Start of Data for processing
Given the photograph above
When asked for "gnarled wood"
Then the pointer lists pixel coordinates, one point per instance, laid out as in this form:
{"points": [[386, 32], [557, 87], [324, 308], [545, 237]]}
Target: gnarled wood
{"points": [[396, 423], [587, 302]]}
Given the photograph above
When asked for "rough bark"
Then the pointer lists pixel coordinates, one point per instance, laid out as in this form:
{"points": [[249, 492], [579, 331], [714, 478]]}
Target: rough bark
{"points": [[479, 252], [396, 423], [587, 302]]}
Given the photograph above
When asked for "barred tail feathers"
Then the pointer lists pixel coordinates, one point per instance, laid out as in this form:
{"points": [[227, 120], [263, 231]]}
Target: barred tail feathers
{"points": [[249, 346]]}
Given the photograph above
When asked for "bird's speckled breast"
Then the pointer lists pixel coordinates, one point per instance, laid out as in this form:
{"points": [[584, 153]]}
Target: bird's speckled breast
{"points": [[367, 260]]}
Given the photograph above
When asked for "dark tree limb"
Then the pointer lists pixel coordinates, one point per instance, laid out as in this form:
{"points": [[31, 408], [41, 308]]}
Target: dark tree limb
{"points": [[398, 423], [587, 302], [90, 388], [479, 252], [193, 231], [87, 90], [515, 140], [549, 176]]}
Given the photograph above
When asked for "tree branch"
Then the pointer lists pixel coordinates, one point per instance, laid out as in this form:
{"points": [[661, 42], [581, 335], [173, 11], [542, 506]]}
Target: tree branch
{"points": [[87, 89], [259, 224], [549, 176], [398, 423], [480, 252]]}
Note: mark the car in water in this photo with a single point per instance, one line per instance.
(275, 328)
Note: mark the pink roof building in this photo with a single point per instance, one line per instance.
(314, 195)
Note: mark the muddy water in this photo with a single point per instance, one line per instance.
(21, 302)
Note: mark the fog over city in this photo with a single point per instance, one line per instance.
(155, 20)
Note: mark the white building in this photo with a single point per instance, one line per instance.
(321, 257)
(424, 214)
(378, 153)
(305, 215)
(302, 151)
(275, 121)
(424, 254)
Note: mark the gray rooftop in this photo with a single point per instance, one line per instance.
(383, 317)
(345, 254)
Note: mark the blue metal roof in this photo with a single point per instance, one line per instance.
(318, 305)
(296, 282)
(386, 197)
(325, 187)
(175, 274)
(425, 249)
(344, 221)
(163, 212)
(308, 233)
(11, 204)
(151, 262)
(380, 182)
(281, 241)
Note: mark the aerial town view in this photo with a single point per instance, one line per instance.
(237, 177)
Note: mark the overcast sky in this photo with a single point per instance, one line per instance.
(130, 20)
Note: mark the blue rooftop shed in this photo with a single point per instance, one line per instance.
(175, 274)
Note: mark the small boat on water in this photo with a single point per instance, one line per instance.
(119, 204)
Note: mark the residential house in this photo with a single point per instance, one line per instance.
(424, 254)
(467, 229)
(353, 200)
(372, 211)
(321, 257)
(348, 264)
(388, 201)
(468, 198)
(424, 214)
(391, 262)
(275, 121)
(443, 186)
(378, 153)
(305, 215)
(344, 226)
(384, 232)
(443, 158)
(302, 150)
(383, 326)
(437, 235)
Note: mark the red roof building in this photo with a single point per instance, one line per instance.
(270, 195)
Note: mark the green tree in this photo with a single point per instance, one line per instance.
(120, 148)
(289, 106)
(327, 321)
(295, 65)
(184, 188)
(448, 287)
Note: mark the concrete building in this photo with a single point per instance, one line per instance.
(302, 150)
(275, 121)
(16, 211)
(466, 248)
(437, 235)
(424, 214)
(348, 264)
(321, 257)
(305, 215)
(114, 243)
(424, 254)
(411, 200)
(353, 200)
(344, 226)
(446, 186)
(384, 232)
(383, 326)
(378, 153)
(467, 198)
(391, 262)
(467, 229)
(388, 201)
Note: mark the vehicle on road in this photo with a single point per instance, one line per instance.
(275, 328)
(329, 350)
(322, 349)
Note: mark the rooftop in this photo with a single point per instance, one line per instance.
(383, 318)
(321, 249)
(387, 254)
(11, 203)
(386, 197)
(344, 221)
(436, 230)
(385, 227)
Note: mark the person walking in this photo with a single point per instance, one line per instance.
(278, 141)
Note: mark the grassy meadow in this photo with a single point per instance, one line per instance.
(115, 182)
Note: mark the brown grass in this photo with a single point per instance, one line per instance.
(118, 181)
End of Data for processing
Start of Data for processing
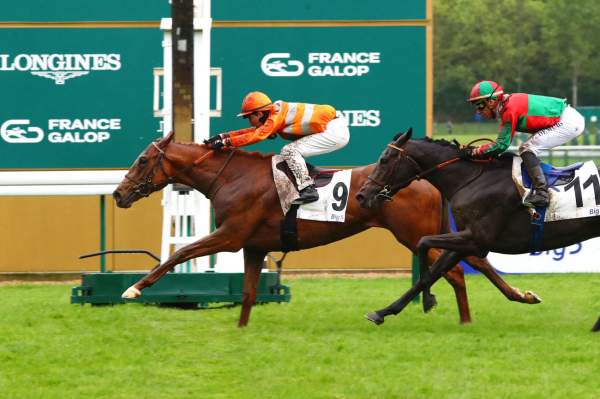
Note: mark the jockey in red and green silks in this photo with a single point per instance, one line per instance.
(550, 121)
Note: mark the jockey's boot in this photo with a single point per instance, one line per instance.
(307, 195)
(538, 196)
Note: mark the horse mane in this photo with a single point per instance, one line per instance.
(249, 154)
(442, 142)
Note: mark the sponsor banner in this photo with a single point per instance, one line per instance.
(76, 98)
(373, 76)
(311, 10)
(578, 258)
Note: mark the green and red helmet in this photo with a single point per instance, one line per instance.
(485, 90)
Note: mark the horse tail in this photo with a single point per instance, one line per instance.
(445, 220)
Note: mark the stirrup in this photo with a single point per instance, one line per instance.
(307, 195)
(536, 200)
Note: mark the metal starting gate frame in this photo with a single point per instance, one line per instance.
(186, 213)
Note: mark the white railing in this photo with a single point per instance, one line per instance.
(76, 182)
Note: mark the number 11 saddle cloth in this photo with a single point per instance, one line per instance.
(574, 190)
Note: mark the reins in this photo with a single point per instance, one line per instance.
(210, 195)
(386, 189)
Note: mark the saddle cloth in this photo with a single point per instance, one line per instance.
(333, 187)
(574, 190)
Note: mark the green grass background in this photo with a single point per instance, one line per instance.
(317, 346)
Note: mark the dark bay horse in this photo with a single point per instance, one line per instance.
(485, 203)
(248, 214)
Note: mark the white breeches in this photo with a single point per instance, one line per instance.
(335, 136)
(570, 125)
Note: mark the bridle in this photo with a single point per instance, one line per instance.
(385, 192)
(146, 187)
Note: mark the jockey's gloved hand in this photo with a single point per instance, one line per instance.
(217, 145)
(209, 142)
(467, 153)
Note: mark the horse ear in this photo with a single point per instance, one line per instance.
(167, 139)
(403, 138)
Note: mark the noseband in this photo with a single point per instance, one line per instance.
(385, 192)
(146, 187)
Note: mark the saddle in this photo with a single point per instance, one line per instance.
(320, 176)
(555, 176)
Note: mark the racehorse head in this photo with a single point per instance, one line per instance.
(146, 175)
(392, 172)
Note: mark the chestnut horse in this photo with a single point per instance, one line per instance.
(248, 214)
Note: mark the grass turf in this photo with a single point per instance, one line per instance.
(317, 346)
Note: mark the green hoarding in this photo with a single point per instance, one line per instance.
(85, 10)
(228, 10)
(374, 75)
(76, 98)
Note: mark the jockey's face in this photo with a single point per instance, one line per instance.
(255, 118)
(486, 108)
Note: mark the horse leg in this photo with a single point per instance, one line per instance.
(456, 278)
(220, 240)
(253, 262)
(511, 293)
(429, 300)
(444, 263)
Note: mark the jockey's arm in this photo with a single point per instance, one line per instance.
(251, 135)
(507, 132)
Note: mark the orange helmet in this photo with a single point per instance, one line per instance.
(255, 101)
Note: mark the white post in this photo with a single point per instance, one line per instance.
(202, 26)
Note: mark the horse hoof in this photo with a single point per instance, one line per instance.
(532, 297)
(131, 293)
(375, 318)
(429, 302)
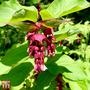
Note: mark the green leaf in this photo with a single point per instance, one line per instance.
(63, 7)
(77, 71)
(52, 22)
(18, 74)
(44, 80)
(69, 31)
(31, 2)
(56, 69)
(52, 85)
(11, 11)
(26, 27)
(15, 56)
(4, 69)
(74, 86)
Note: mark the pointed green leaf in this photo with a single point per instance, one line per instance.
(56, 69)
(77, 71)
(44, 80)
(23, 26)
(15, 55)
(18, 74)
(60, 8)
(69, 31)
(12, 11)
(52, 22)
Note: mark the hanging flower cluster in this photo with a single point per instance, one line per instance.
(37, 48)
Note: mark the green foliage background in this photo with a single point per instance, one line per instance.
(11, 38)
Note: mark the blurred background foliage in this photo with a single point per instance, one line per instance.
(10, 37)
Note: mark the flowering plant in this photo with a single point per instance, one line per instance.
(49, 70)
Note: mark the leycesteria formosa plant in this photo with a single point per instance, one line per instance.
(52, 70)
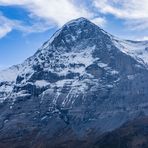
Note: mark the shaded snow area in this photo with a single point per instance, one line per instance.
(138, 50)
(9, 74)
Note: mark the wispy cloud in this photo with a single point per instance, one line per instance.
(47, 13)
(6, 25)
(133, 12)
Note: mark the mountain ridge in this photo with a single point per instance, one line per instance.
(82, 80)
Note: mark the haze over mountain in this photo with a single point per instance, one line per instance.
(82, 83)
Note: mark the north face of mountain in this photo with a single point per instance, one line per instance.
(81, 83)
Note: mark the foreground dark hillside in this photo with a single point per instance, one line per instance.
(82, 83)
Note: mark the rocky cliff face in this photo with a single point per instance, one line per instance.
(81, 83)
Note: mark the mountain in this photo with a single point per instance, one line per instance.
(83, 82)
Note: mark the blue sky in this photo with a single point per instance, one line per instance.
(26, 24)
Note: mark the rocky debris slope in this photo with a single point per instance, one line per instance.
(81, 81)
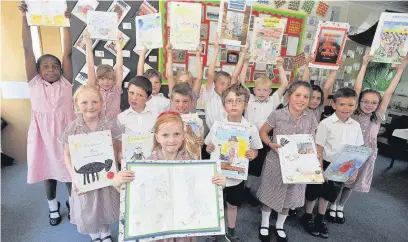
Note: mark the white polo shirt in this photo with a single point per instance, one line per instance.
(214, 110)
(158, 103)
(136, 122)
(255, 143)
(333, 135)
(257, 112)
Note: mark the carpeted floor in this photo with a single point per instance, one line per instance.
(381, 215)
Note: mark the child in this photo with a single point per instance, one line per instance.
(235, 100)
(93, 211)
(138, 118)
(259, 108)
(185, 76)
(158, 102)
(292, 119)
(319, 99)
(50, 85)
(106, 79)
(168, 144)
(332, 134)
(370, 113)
End of Data for processing
Assignment:
Return, from the entries, each line that holds "asked".

Exercise answer:
When asked for "gnarled wood"
When asked for "rough bark"
When asked for "barred tail feathers"
When asked for "bird's speckled breast"
When asked for "dark tree limb"
When asked for "tree branch"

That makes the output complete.